▶ **Data supplied**
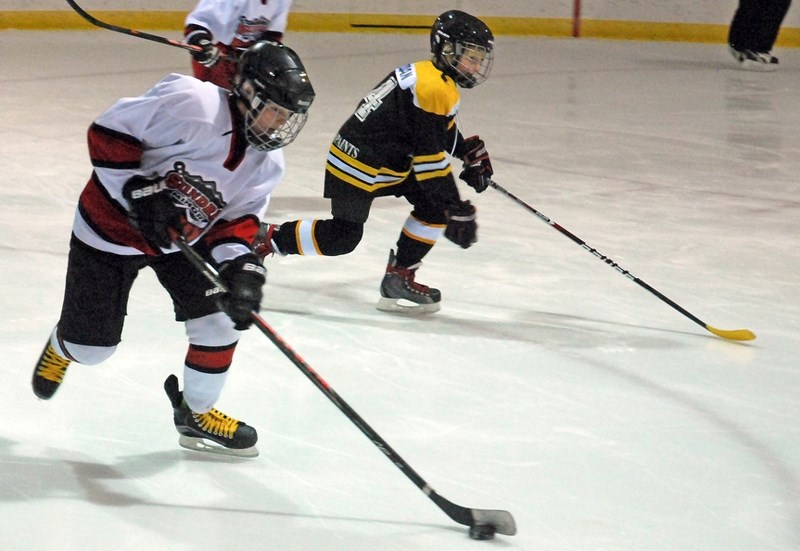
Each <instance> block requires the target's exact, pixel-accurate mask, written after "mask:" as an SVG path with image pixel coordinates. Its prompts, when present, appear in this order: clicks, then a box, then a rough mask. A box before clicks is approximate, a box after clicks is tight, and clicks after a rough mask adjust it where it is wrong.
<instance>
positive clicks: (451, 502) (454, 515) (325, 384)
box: [175, 237, 517, 539]
mask: <svg viewBox="0 0 800 551" xmlns="http://www.w3.org/2000/svg"><path fill="white" fill-rule="evenodd" d="M175 244H176V245H177V246H178V248H179V249H180V250H181V252H182V253H183V254H184V255H185V256H186V258H188V259H189V261H190V262H191V263H192V264H193V265H194V266H195V267H196V268H197V269H198V270H200V272H202V273H203V275H204V276H205V277H206V278H207V279H208V280H209V281H210V282H211V283H212V284H214V285H215V286H216V287H217V288H219V290H220V291H222V292H223V293H224V292H227V289H226V287H225V285H224V283H223V282H222V280H221V279H220V277H219V272H217V270H216V269H215V268H214V267H213V266H211V265H210V264H209V263H208V262H206V261H205V259H203V257H201V256H200V255H199V254H198V253H197V252H196V251H195V250H194V249H192V248H191V247H190V246H189V243H188V242H187V241H186V239H185V238H183V237H181V238H180V239H179V240H178V241H176V242H175ZM252 316H253V323H254V324H255V326H256V327H258V329H259V330H260V331H261V332H262V333H264V335H266V337H267V338H268V339H269V340H270V341H272V343H273V344H274V345H275V346H276V347H278V350H280V351H281V352H282V353H283V355H284V356H286V357H287V358H289V360H290V361H291V362H292V363H293V364H294V365H295V367H297V368H298V369H299V370H300V371H301V372H302V373H303V375H305V376H306V377H308V379H309V380H311V382H312V383H314V385H315V386H316V387H317V388H318V389H319V390H320V391H322V393H323V394H324V395H325V396H326V397H327V398H328V399H329V400H330V401H331V402H333V404H334V405H335V406H336V407H337V408H339V410H340V411H341V412H342V413H344V414H345V415H346V416H347V418H348V419H350V421H352V422H353V424H354V425H355V426H356V427H358V428H359V430H360V431H361V432H362V433H364V435H365V436H366V437H367V438H369V439H370V441H371V442H372V443H373V444H375V446H376V447H377V448H378V449H379V450H381V451H382V452H383V454H384V455H385V456H386V457H387V459H389V461H391V462H392V463H394V465H395V466H396V467H397V468H398V469H400V470H401V471H403V474H405V475H406V476H407V477H408V478H410V479H411V481H412V482H413V483H414V484H416V486H417V488H419V489H420V490H422V492H423V493H424V494H425V495H426V496H428V497H429V498H431V500H432V501H433V502H434V503H435V504H436V505H438V506H439V508H440V509H441V510H442V511H444V512H445V514H447V516H449V517H450V518H451V519H453V520H454V521H456V522H457V523H459V524H463V525H465V526H469V527H470V535H471V536H473V537H474V538H475V539H490V538H491V536H493V535H494V532H499V533H500V534H505V535H507V536H513V535H514V534H516V532H517V527H516V523H515V522H514V517H512V516H511V513H509V512H508V511H499V510H494V509H470V508H467V507H462V506H461V505H456V504H455V503H452V502H451V501H448V500H447V499H445V498H444V497H442V496H441V495H439V494H438V493H436V492H435V491H434V489H433V488H431V487H430V486H429V485H428V483H427V482H425V480H423V478H422V477H421V476H420V475H419V474H417V472H416V471H414V469H412V468H411V466H410V465H409V464H408V463H406V462H405V460H404V459H403V458H402V457H400V456H399V455H398V454H397V452H395V451H394V450H393V449H392V447H391V446H390V445H389V444H388V443H387V442H386V440H384V439H383V438H381V436H380V435H379V434H378V433H377V432H375V430H374V429H373V428H372V427H370V426H369V425H368V424H367V422H366V421H365V420H364V419H362V418H361V416H360V415H359V414H358V413H356V412H355V410H353V408H351V407H350V406H349V405H348V404H347V402H345V401H344V400H343V399H342V398H341V397H340V396H339V395H338V394H337V393H336V391H335V390H333V388H331V386H330V385H329V384H328V383H327V382H326V381H325V380H324V379H323V378H322V377H320V376H319V374H317V372H316V371H314V370H313V369H312V368H311V366H310V365H308V364H307V363H306V362H305V361H304V360H303V359H302V358H301V357H300V356H299V355H298V354H297V352H295V351H294V350H292V348H291V347H290V346H289V345H288V344H286V342H285V341H284V340H283V339H282V338H281V337H280V335H278V333H276V332H275V330H274V329H273V328H272V327H270V325H269V324H268V323H267V322H266V321H264V318H262V317H261V316H260V315H258V314H257V313H256V312H252ZM473 534H474V535H473ZM481 535H483V536H484V537H476V536H481Z"/></svg>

▶ **The problem**
Match on "instance" and report each line of the data above that has it.

▶ **Response box**
Each <instance> block requires the target's exact, pixel-accurate mask, written after "mask:" as an SVG path with image pixel coordinates. Its prompts, when present, appear in this order: clicks, then a box, then a rough mask. A box before clicks is approximate, a box after clicks is tight, and clicks after a rough mask adjust it where it is wrong.
<instance>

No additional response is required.